● **Problem to work on**: Whatever lines the data contains, output all of them unchanged.

● **Exercise material**:
┄┄┄┄┄┄┄┄┄┄

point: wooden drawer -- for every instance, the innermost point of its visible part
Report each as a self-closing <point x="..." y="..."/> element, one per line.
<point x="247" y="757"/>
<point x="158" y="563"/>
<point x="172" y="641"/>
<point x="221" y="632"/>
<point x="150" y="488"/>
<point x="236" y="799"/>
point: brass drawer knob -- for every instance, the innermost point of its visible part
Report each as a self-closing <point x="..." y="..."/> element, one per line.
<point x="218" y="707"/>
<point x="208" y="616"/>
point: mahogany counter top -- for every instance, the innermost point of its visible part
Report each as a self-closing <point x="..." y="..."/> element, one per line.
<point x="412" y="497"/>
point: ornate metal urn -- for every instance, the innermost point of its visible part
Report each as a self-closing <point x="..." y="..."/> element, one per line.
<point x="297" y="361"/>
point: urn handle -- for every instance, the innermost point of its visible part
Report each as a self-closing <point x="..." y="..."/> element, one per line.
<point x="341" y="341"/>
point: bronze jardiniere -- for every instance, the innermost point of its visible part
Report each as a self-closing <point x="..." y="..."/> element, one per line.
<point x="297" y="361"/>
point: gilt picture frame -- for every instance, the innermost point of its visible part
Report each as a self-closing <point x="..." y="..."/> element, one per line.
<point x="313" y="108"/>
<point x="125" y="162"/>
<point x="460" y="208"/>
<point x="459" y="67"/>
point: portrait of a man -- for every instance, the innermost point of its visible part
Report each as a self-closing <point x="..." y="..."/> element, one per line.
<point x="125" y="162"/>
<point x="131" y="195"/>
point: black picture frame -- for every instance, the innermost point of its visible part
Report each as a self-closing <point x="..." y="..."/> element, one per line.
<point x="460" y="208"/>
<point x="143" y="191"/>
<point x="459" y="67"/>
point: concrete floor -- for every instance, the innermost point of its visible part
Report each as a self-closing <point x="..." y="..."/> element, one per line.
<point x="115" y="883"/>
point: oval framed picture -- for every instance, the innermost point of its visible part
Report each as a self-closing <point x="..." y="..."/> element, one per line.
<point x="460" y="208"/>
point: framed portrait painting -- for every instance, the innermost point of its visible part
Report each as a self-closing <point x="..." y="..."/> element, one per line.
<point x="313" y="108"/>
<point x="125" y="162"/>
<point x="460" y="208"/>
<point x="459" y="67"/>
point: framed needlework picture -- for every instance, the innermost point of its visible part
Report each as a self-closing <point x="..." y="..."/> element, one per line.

┄┄┄┄┄┄┄┄┄┄

● **Solution for this task**:
point: wooden drawer -- for every instance, the innermost point of its visible part
Report each as a self-closing <point x="..." y="..."/> element, one per line.
<point x="247" y="757"/>
<point x="158" y="563"/>
<point x="172" y="641"/>
<point x="221" y="632"/>
<point x="150" y="488"/>
<point x="236" y="799"/>
point: brass drawer knob -- for every instance, the innermost point of its visible part
Report each as a self-closing <point x="..." y="..."/> element, one per line.
<point x="218" y="707"/>
<point x="208" y="616"/>
point: mahogany counter top -- for every instance, the innermost point of its visible part
Report each as a self-closing <point x="..." y="..."/> element, one per line.
<point x="412" y="497"/>
point: ornate metal urn -- for every instance, the innermost point of its visible part
Report each as a self-closing <point x="..." y="..."/> element, one per line.
<point x="297" y="361"/>
point: urn handle -- for every instance, the innermost point of its visible part
Report each as a self-closing <point x="..." y="..."/> element, one per line.
<point x="341" y="341"/>
point: bronze jardiniere -- for every instance, the innermost point of its visible part
Report each as a self-closing <point x="..." y="..."/> element, one per line.
<point x="297" y="361"/>
point: gilt picture frame -- for every instance, the innermost point of its visible part
Report each as a self-closing <point x="..." y="..."/> element, one per line.
<point x="313" y="108"/>
<point x="125" y="162"/>
<point x="460" y="208"/>
<point x="459" y="67"/>
point: portrait of a man -- for every instance, the innermost point of its visible part
Report each as a self-closing <point x="..." y="..."/> element, one per line.
<point x="125" y="162"/>
<point x="131" y="195"/>
point: black picture frame -- for every instance, the innermost point of its visible part
Report each as a self-closing <point x="..." y="..."/> element, one per line.
<point x="460" y="208"/>
<point x="143" y="191"/>
<point x="459" y="67"/>
point: concrete floor -- for every instance, the innermost point of its visible part
Report each as a self-closing <point x="..." y="..."/> element, one per line.
<point x="115" y="883"/>
point: oval framed picture -- for every instance, the innermost point of its visible part
Report each as a self-closing <point x="..." y="..."/> element, one per line.
<point x="460" y="208"/>
point: framed portrait painting -- for every instance, the innermost point of its visible part
Report each as a self-closing <point x="..." y="..."/> element, one per line.
<point x="313" y="108"/>
<point x="125" y="162"/>
<point x="460" y="208"/>
<point x="459" y="67"/>
point: framed needlework picture -- for every instance, the innermost point of its visible part
Report each as a self-closing <point x="..." y="..."/> element, one per line.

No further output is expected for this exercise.